Could you return each entry below exactly as written, minus any pictures?

____

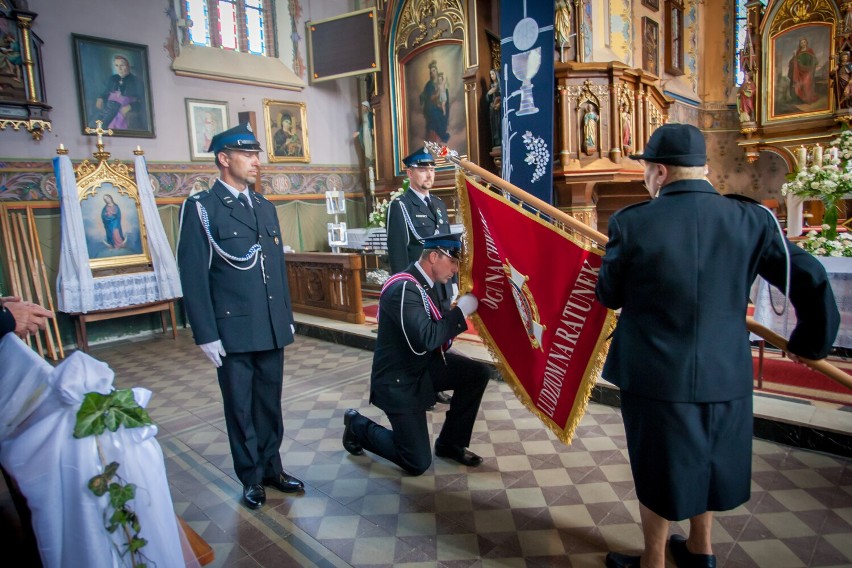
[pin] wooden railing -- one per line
(326, 285)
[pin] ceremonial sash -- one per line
(430, 307)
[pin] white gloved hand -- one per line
(214, 351)
(468, 304)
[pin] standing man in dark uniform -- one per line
(231, 261)
(680, 267)
(414, 216)
(411, 363)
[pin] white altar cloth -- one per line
(764, 297)
(38, 408)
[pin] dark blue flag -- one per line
(526, 31)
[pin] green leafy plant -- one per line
(97, 414)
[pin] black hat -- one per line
(419, 158)
(449, 244)
(675, 145)
(239, 137)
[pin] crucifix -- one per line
(100, 132)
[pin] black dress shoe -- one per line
(461, 455)
(254, 496)
(616, 560)
(285, 483)
(685, 559)
(350, 441)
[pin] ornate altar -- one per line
(22, 103)
(795, 96)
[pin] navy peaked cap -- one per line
(239, 137)
(417, 158)
(675, 145)
(448, 244)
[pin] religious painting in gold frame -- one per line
(286, 131)
(431, 104)
(798, 79)
(113, 224)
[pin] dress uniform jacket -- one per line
(408, 346)
(681, 335)
(405, 247)
(226, 303)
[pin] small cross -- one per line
(100, 132)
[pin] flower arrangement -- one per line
(378, 218)
(826, 179)
(819, 245)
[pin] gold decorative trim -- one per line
(422, 17)
(795, 12)
(34, 126)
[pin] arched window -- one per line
(740, 26)
(237, 25)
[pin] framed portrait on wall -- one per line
(113, 86)
(798, 74)
(650, 45)
(286, 131)
(431, 104)
(204, 119)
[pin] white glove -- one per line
(468, 304)
(214, 351)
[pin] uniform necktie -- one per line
(431, 206)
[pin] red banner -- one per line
(537, 309)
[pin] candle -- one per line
(802, 157)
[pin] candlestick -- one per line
(802, 157)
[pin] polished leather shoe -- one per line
(461, 455)
(254, 496)
(350, 442)
(285, 483)
(685, 559)
(616, 560)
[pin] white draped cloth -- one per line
(75, 287)
(77, 290)
(162, 258)
(38, 408)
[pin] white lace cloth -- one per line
(52, 468)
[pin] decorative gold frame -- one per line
(273, 111)
(784, 38)
(95, 179)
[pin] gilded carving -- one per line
(794, 12)
(421, 20)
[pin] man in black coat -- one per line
(411, 363)
(414, 216)
(24, 318)
(232, 269)
(680, 267)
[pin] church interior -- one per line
(332, 91)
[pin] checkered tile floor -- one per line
(533, 503)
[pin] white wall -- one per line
(331, 106)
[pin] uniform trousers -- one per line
(251, 385)
(407, 442)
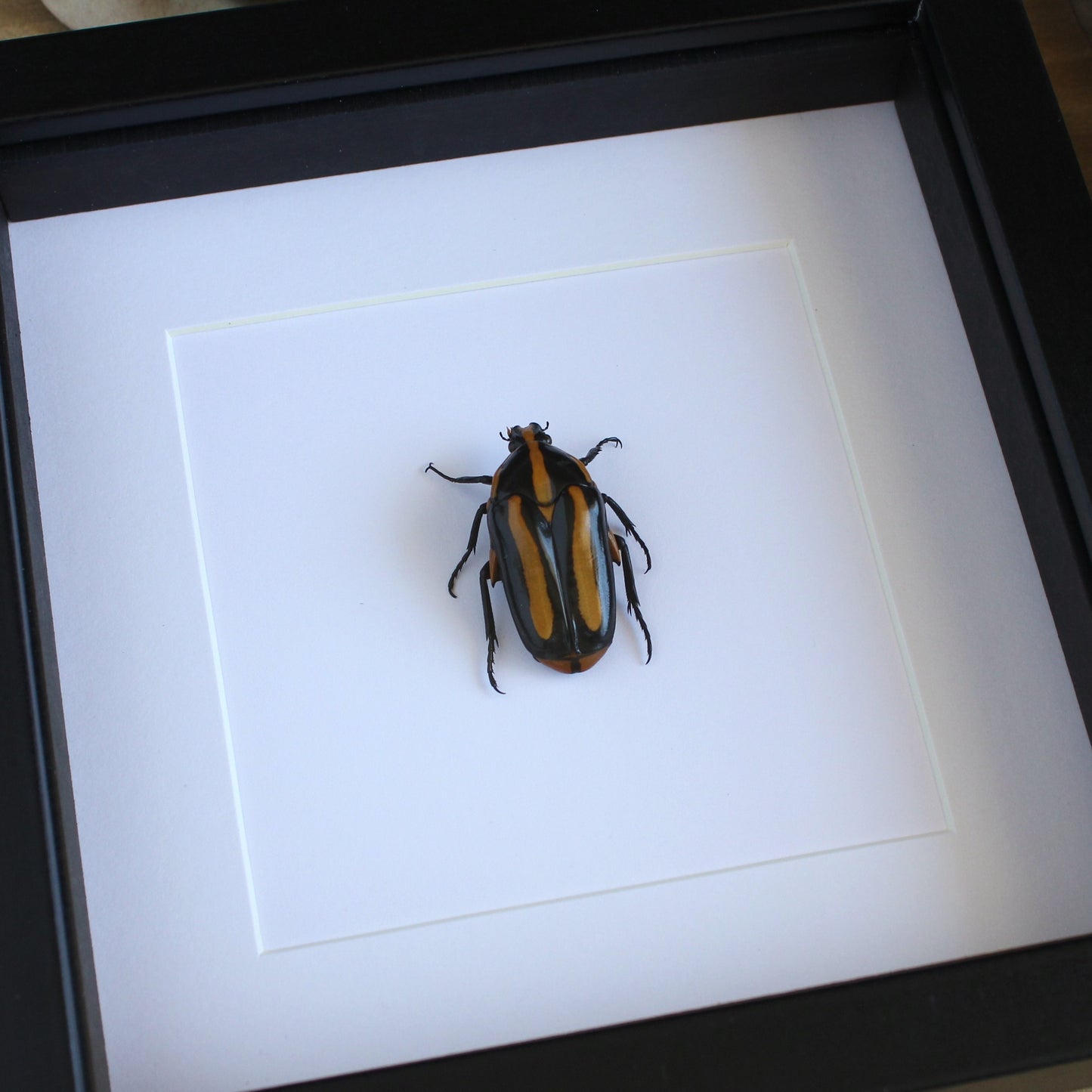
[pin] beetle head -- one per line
(517, 435)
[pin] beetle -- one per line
(551, 547)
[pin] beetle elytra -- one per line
(551, 547)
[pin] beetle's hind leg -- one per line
(490, 626)
(633, 603)
(599, 447)
(630, 530)
(471, 546)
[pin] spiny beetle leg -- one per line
(633, 603)
(490, 626)
(630, 530)
(599, 447)
(471, 546)
(471, 480)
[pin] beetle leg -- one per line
(599, 447)
(471, 480)
(633, 603)
(490, 626)
(471, 546)
(630, 530)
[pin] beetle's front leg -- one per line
(630, 530)
(633, 603)
(490, 626)
(471, 546)
(599, 447)
(469, 480)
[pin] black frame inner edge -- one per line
(1056, 974)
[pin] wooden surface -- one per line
(1066, 46)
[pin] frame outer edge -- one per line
(48, 1001)
(1035, 209)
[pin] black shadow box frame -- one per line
(247, 97)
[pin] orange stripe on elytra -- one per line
(534, 574)
(540, 476)
(583, 562)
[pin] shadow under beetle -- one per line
(549, 545)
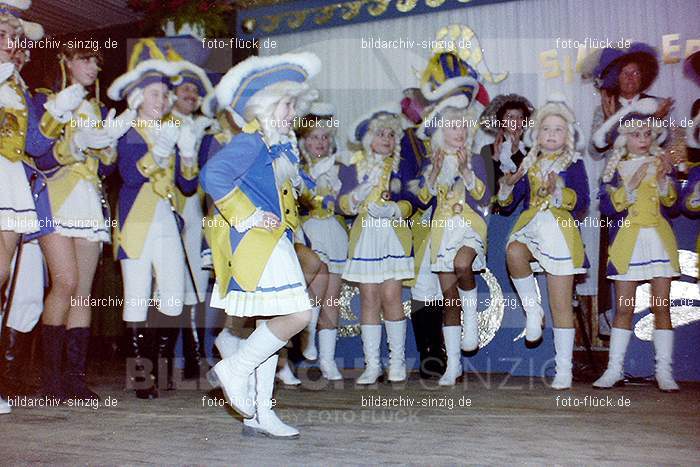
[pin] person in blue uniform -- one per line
(155, 158)
(254, 182)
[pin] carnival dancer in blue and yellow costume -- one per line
(380, 253)
(254, 181)
(24, 209)
(84, 154)
(457, 243)
(551, 182)
(639, 193)
(193, 85)
(325, 231)
(20, 131)
(156, 157)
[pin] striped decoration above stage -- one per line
(289, 17)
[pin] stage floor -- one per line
(496, 420)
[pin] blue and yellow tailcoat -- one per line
(27, 134)
(473, 206)
(390, 182)
(61, 167)
(145, 183)
(575, 201)
(650, 210)
(240, 178)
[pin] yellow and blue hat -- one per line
(254, 74)
(147, 65)
(33, 31)
(389, 113)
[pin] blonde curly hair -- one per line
(569, 153)
(620, 146)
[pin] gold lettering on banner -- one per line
(669, 48)
(378, 7)
(691, 45)
(463, 41)
(550, 63)
(404, 6)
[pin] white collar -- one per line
(626, 102)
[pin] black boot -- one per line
(165, 352)
(15, 346)
(77, 340)
(52, 345)
(427, 329)
(139, 370)
(192, 342)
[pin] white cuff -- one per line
(250, 222)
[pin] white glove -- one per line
(6, 70)
(117, 127)
(187, 143)
(164, 144)
(388, 211)
(321, 167)
(65, 102)
(504, 157)
(135, 99)
(504, 190)
(9, 99)
(95, 138)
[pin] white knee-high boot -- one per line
(396, 335)
(371, 339)
(564, 348)
(265, 422)
(663, 346)
(309, 350)
(470, 322)
(452, 335)
(526, 288)
(326, 354)
(614, 374)
(233, 372)
(227, 343)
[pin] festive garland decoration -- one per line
(210, 16)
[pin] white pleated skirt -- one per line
(456, 234)
(17, 209)
(378, 255)
(330, 242)
(543, 237)
(649, 259)
(81, 215)
(281, 289)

____

REPLY
[pin] wooden railing -- one per line
(326, 285)
[pin] ceremonial sash -- one per line
(430, 307)
[pin] white gloved hand -- one per line
(214, 351)
(468, 304)
[pin] standing man in dark uniform -- one per line
(231, 261)
(680, 267)
(414, 216)
(411, 363)
[pin] white altar cloth -- one per line
(764, 297)
(38, 408)
[pin] dark blue flag -- one per line
(526, 31)
[pin] green leafy plant -- one per line
(97, 414)
[pin] black hat -- one per line
(419, 158)
(449, 244)
(675, 145)
(239, 137)
[pin] crucifix -- one per line
(100, 132)
[pin] black dress shoe -- one per line
(461, 455)
(254, 496)
(616, 560)
(285, 483)
(685, 559)
(350, 441)
[pin] ornate altar -- one per line
(22, 103)
(795, 96)
[pin] navy peaked cap -- one per line
(239, 137)
(417, 158)
(675, 145)
(448, 244)
[pin] religious painting in gold frame -- one per line
(286, 131)
(431, 104)
(798, 79)
(113, 224)
[pin] dress uniform jacket -- one per line
(408, 346)
(681, 335)
(405, 247)
(226, 303)
[pin] small cross -- one per line
(100, 132)
[pin] flower arrangement -- one per line
(378, 218)
(826, 179)
(819, 245)
[pin] gold decorative trim -- one per line
(422, 17)
(795, 12)
(34, 126)
[pin] arched window -- one per line
(740, 26)
(237, 25)
[pin] framed portrait on wall -- one per line
(113, 86)
(798, 74)
(650, 45)
(286, 131)
(431, 104)
(204, 119)
[pin] white glove -- one per line
(468, 304)
(214, 351)
[pin] uniform necktie -- one per line
(431, 206)
[pin] red banner -- one per line
(537, 309)
[pin] candle -- one per line
(802, 157)
[pin] candlestick -- one per line
(802, 157)
[pin] polished leather shoe -- one per line
(461, 455)
(254, 496)
(350, 442)
(285, 483)
(685, 559)
(616, 560)
[pin] white draped cloth -- one per line
(75, 287)
(77, 290)
(162, 258)
(38, 408)
[pin] white lace cloth -- one per line
(52, 468)
[pin] decorative gold frame -- one per line
(273, 111)
(784, 38)
(95, 179)
[pin] gilded carving -- one per line
(794, 12)
(421, 20)
[pin] man in black coat -- one per line
(411, 363)
(414, 216)
(24, 318)
(232, 269)
(680, 267)
[pin] church interior -- one per line
(332, 91)
[pin] checkered tile floor -- one per line
(533, 503)
[pin] white wall -- one per line
(331, 106)
[pin] uniform trousers -- one per line
(251, 385)
(407, 442)
[pin] beetle head -- one per line
(517, 435)
[pin] beetle -- one per line
(551, 547)
[pin] beetle elytra -- one per line
(551, 547)
[pin] beetle's hind leg -- one per line
(490, 626)
(633, 603)
(599, 447)
(630, 530)
(471, 546)
[pin] spiny beetle leg -- one per line
(633, 603)
(490, 626)
(630, 530)
(599, 447)
(471, 546)
(471, 480)
[pin] beetle leg -- one per line
(599, 447)
(471, 480)
(633, 603)
(490, 626)
(471, 546)
(630, 530)
[pin] beetle's front leg -- one per line
(630, 530)
(633, 603)
(490, 626)
(471, 546)
(599, 447)
(469, 480)
[pin] black frame inner edge -- one per line
(1056, 974)
[pin] wooden surface -- one per line
(1066, 46)
[pin] frame outer edge -- one per line
(48, 1001)
(1035, 209)
[pin] black shadow box frame -- one per line
(247, 97)
[pin] orange stripe on elytra -- one per line
(534, 574)
(540, 476)
(583, 562)
[pin] shadow under beetle -- one per line
(549, 545)
[pin] person in blue uniform -- one per line
(155, 158)
(254, 182)
[pin] carnival dancer in blue and yellow costume -- one per line
(380, 253)
(254, 181)
(24, 209)
(84, 154)
(457, 243)
(551, 182)
(639, 193)
(193, 85)
(325, 231)
(20, 131)
(156, 157)
[pin] striped decoration above stage -- one per line
(289, 17)
[pin] stage floor -- one per line
(496, 420)
[pin] blue and yellow tailcoat -- one per line
(27, 134)
(473, 206)
(390, 182)
(61, 167)
(145, 183)
(575, 201)
(650, 210)
(240, 178)
[pin] yellow and blue hat -- one per line
(254, 74)
(147, 65)
(33, 31)
(389, 113)
[pin] blonde curly hair -- one per line
(569, 153)
(620, 146)
[pin] gold lettering on banner -- one per line
(669, 48)
(378, 7)
(691, 45)
(463, 41)
(550, 63)
(404, 6)
[pin] white collar -- one per line
(626, 102)
[pin] black boot -- one per line
(165, 352)
(15, 346)
(77, 340)
(52, 345)
(427, 329)
(139, 370)
(192, 342)
[pin] white cuff -- one per line
(250, 222)
[pin] white glove -- one per line
(6, 70)
(117, 127)
(187, 143)
(164, 144)
(388, 211)
(321, 167)
(65, 102)
(504, 157)
(135, 99)
(504, 190)
(9, 99)
(95, 138)
[pin] white knee-high boot -- one per line
(396, 335)
(371, 339)
(564, 348)
(265, 422)
(663, 346)
(309, 350)
(470, 322)
(452, 335)
(526, 288)
(326, 354)
(614, 374)
(233, 372)
(227, 343)
[pin] festive garland decoration -- one per line
(210, 16)
[pin] white pleated skirt -- one per line
(456, 234)
(17, 209)
(378, 255)
(330, 242)
(543, 237)
(649, 259)
(81, 215)
(281, 289)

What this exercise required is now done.